** Start Records shown **

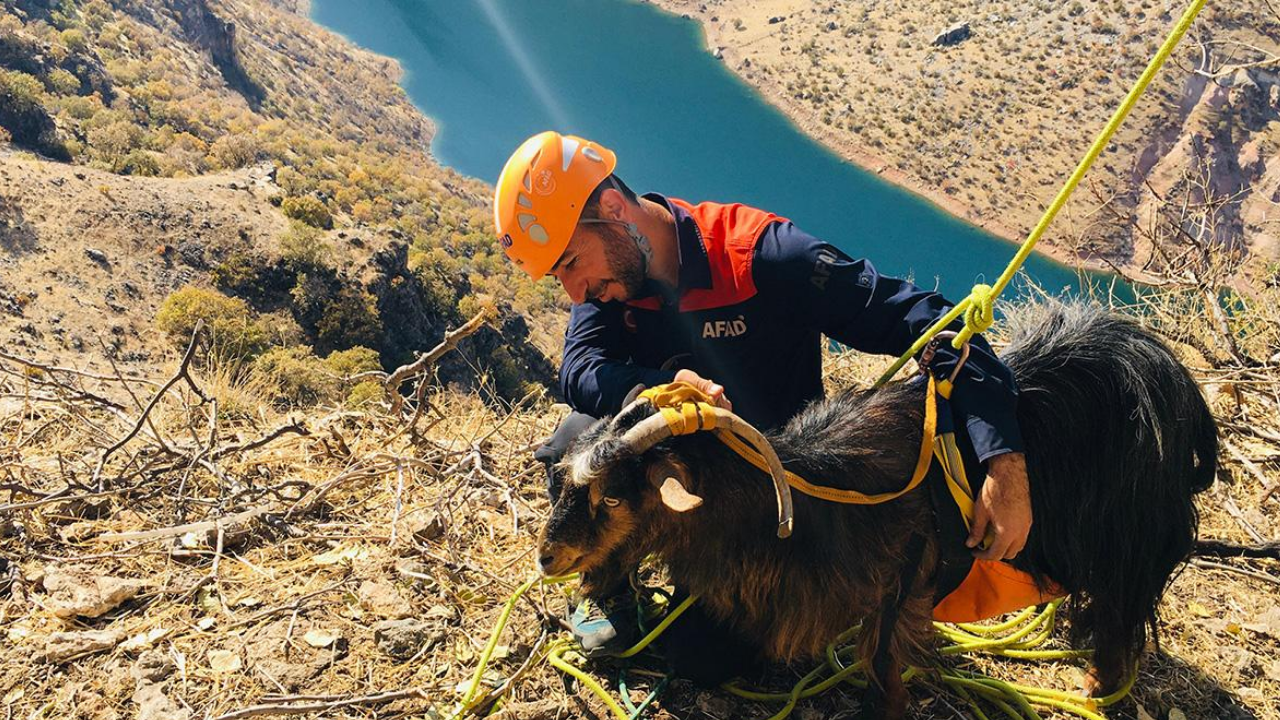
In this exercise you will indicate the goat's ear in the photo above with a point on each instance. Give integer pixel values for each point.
(671, 481)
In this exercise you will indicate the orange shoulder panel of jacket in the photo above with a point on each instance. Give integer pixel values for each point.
(990, 589)
(730, 233)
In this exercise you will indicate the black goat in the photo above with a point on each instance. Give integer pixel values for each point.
(1118, 441)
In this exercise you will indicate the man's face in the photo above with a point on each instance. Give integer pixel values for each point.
(600, 263)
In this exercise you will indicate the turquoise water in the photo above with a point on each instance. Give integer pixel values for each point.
(638, 80)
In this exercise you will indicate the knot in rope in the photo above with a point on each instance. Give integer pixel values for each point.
(685, 408)
(979, 314)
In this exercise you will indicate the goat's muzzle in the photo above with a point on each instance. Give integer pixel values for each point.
(557, 559)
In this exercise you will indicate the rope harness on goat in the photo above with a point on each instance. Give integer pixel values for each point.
(689, 410)
(1018, 637)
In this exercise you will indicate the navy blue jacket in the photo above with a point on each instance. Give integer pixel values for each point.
(755, 296)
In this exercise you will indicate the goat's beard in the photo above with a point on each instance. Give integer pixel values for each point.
(624, 260)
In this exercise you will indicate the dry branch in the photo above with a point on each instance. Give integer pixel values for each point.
(428, 359)
(219, 524)
(183, 373)
(298, 709)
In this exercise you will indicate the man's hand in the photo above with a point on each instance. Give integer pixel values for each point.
(1005, 506)
(713, 390)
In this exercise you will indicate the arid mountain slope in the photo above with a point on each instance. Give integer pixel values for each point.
(992, 124)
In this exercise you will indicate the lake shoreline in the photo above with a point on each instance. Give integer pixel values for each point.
(864, 156)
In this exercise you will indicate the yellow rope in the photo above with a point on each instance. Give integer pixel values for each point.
(689, 410)
(978, 310)
(978, 306)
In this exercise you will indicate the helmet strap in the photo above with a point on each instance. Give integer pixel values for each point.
(643, 245)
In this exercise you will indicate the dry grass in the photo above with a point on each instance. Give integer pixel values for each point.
(364, 519)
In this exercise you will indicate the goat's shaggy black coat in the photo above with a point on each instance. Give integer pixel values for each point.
(1118, 441)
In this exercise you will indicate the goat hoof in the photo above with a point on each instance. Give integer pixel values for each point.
(1101, 684)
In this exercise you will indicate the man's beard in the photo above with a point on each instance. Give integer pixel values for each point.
(624, 260)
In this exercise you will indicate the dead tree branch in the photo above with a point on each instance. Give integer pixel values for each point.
(428, 359)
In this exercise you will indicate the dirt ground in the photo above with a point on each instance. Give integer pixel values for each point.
(234, 560)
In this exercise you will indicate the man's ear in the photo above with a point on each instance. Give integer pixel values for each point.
(672, 483)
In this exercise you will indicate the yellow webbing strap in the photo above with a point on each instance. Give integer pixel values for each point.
(952, 469)
(685, 410)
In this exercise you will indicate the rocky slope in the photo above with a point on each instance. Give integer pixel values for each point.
(990, 123)
(156, 142)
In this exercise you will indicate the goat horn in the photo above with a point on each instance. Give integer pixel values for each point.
(645, 433)
(654, 429)
(730, 422)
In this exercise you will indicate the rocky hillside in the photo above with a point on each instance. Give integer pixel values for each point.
(990, 119)
(156, 144)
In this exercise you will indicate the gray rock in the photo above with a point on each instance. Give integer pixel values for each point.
(383, 600)
(81, 593)
(152, 666)
(405, 638)
(155, 705)
(64, 646)
(954, 35)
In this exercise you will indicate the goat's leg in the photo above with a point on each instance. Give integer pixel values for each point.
(897, 630)
(1112, 660)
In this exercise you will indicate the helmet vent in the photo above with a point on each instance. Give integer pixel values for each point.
(568, 146)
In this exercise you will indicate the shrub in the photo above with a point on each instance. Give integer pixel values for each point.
(295, 376)
(74, 40)
(353, 360)
(136, 163)
(115, 140)
(365, 393)
(350, 319)
(307, 209)
(63, 82)
(233, 151)
(255, 278)
(232, 328)
(21, 91)
(304, 246)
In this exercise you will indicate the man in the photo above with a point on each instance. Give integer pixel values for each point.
(735, 297)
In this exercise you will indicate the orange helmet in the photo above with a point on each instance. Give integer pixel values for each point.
(540, 195)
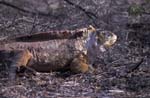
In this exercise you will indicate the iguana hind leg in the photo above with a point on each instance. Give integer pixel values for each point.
(19, 58)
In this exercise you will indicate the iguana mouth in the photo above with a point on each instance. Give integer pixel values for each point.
(103, 39)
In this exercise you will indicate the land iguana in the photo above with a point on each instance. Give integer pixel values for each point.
(52, 51)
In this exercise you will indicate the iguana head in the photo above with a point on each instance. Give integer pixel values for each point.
(102, 39)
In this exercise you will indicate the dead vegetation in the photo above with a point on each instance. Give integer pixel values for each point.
(121, 72)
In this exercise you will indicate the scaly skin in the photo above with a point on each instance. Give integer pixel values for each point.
(64, 52)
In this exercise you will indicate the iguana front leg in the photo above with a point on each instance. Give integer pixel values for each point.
(19, 58)
(80, 64)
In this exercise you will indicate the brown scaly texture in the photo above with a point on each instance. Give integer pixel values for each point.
(53, 55)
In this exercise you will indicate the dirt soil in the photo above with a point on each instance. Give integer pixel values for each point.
(121, 72)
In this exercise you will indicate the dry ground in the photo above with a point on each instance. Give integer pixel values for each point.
(122, 72)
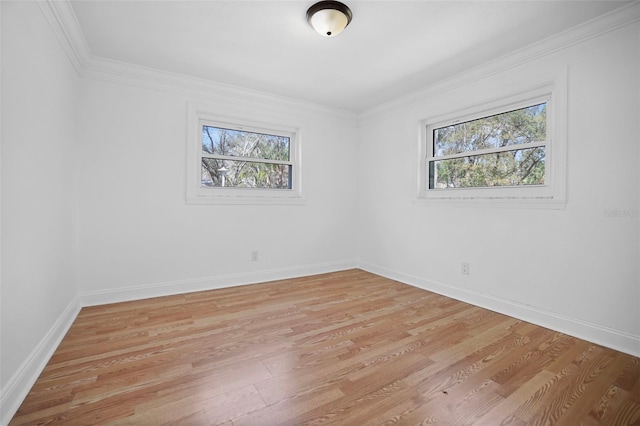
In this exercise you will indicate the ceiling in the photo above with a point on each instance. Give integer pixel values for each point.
(390, 48)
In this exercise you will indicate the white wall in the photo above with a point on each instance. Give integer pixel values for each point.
(137, 235)
(39, 111)
(574, 269)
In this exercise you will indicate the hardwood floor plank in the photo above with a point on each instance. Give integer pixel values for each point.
(345, 348)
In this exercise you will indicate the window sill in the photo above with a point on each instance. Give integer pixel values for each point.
(541, 202)
(245, 200)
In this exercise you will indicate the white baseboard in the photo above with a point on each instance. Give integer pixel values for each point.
(614, 339)
(125, 294)
(22, 380)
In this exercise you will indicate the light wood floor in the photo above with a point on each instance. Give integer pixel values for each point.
(347, 348)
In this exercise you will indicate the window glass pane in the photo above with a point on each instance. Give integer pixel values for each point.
(510, 128)
(508, 168)
(237, 143)
(245, 174)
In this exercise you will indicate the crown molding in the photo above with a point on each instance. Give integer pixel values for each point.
(66, 28)
(63, 21)
(616, 19)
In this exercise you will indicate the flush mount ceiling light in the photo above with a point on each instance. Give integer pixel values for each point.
(329, 18)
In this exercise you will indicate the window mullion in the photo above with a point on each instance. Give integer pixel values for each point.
(247, 159)
(489, 151)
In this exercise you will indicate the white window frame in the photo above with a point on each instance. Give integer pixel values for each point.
(550, 195)
(198, 194)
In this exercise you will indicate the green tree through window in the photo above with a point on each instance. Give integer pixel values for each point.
(506, 149)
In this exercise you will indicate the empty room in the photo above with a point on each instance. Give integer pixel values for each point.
(297, 212)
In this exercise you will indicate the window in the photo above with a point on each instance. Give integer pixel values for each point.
(506, 149)
(233, 161)
(508, 152)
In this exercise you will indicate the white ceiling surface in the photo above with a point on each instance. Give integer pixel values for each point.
(389, 49)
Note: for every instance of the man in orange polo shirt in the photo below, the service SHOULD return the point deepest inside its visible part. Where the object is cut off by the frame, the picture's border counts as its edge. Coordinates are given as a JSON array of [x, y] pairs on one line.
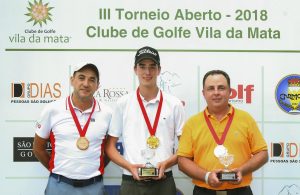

** End Records shown **

Work to be completed:
Lay out the data from the line with "In this exercise you will indicate the green" through the end of the data as a JSON list of strings, one string per line, leaving out blank lines and pictures.

Result for this exercise:
[
  "In this exercise you will indicate the green tree through window in the photo above with a point on each instance. Give integer pixel values for each point.",
  "(506, 149)",
  "In this exercise you will indicate the empty room in the photo above with a point on each instance. Give integer pixel values for each point.",
  "(297, 212)",
  "In this exercise you will indicate the window in the photo above with a point on each instance. Give integer pixel values for each point.",
  "(506, 149)",
  "(233, 161)",
  "(508, 152)",
  "In this exercise you will indicate the white ceiling surface in the photo above with a point on each instance. Give integer pixel values for each point.",
  "(389, 49)",
  "Note: for every instance of the man in orange polo shirt in the photo below, the service SHOULD return the point deepest inside its visible part. Where the object is cut off by the frame, the picture's border counts as its edge. Coordinates are given as a JSON array of [x, y] pairs on one line."
]